▶ [TASK] In the text below on GPT-4, restate the passage from "The model can" up to and including "all test takers.", replacing "milestone" with "advance".

GPT-4, the latest generation of OpenAI’s foundation AI model has been released today. The system is “multi-modal”, meaning as well as taking text input it can also understand images and output text based on pictures. ChatGPT-maker OpenAI claims that GPT-4 “exhibits human-level performance on various professional and academic benchmarks”.
The model can take images or text in but can only output text. It has no video capability as had been previously rumoured but that could come in the future as previous versions of GPT have been updated and improved over time. This new milestone is described as a “scale up” in deep learning that can pass a simulated bar exam with a top 10% score, whereas the previous generation was in the bottom 10% of all test takers.
The company, backed by a $10bn Microsoft investment and off the back of the success of ChatGPT, says it has spent six months iteratively aligning GPT-4 using lessons from an adversarial testing program and from ChatGPT, specifically the way humans interacted with the chatbot. This led to the “best-ever results” on factuality, steerability and refusing to go outside OpenAI-defined guardrails – all a problem for GPT-3.5, the model on which ChatGPT is built.

▶ [SOURCE INFORMATION]
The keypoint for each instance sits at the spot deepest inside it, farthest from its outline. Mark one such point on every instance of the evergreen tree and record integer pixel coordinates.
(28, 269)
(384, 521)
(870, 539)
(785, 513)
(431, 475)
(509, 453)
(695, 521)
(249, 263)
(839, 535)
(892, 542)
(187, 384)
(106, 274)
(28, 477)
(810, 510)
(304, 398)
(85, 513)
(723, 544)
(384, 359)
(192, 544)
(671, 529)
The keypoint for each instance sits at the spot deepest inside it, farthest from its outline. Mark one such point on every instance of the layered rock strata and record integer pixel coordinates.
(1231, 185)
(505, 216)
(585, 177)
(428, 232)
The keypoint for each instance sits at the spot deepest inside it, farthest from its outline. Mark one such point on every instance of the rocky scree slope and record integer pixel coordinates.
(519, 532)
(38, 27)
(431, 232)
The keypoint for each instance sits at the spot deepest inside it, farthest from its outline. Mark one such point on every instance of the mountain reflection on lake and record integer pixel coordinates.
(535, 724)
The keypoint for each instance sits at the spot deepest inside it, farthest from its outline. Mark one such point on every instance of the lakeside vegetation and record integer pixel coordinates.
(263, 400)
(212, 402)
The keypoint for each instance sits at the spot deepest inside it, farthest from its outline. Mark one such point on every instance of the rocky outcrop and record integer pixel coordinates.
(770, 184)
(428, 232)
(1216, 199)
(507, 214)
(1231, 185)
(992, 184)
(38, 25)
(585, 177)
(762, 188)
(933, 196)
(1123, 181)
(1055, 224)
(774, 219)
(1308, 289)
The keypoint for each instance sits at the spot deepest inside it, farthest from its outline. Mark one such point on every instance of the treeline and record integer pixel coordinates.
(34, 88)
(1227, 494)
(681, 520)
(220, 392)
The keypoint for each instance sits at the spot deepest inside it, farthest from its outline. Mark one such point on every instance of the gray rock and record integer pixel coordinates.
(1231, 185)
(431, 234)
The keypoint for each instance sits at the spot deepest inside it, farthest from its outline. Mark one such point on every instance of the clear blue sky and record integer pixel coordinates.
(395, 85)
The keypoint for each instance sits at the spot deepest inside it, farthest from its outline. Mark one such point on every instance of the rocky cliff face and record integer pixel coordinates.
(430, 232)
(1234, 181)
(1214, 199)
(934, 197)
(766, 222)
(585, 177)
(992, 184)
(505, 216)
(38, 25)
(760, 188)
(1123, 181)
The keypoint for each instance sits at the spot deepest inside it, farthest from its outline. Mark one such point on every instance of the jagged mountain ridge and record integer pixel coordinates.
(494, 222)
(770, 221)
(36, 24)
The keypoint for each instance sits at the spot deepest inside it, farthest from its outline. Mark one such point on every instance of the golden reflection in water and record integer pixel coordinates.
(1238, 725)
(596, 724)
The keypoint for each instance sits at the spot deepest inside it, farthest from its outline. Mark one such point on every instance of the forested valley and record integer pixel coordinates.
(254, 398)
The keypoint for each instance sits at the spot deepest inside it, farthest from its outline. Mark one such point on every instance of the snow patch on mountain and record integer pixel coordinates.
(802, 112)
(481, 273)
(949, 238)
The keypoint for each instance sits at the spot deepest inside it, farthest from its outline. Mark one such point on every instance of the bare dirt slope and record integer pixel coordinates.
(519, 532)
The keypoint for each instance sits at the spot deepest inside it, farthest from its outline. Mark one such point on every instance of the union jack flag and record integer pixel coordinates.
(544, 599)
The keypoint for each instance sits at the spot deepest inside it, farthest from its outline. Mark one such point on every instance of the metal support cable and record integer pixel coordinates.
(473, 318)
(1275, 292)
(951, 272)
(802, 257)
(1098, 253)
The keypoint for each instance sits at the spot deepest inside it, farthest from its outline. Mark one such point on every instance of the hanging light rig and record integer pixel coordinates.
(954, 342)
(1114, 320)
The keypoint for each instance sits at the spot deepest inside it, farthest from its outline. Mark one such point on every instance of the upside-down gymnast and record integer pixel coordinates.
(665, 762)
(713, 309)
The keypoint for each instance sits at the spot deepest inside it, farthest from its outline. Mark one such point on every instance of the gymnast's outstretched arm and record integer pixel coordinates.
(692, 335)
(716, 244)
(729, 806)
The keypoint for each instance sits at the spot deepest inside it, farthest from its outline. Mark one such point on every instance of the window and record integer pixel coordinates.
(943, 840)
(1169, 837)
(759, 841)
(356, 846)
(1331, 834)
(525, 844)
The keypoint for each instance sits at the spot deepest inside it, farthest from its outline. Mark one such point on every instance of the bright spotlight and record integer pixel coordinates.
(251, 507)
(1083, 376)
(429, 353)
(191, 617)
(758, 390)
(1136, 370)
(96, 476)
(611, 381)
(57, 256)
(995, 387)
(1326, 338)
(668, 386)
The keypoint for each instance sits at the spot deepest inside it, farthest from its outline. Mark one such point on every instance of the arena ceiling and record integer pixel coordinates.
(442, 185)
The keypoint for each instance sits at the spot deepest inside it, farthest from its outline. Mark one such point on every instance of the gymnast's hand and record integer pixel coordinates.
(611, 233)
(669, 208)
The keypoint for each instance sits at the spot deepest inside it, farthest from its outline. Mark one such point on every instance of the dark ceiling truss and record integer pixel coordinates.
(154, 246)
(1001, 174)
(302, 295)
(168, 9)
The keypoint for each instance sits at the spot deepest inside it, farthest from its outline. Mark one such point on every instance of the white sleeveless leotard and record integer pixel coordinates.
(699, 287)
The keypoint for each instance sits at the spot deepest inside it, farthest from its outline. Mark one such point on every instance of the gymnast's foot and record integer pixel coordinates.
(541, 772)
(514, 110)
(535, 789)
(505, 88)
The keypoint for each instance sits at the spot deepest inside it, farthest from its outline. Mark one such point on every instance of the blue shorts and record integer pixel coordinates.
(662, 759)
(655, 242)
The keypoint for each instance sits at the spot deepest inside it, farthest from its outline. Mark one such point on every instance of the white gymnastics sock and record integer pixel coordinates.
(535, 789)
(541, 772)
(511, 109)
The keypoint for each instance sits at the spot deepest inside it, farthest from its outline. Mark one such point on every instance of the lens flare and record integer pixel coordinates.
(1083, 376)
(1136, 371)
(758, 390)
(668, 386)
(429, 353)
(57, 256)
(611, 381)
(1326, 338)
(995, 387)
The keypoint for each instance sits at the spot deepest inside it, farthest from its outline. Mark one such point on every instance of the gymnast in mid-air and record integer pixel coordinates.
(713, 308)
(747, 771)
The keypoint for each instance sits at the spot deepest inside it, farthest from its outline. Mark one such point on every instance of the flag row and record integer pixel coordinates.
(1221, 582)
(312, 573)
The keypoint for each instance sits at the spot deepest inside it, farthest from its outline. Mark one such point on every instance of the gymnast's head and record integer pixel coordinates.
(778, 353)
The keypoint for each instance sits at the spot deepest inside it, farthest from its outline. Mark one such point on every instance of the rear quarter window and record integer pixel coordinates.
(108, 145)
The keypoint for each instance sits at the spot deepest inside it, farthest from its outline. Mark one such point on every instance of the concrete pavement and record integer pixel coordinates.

▶ [TASK OUTPUT]
The model can take images or text in but can only output text. It has no video capability as had been previously rumoured but that could come in the future as previous versions of GPT have been updated and improved over time. This new advance is described as a “scale up” in deep learning that can pass a simulated bar exam with a top 10% score, whereas the previous generation was in the bottom 10% of all test takers.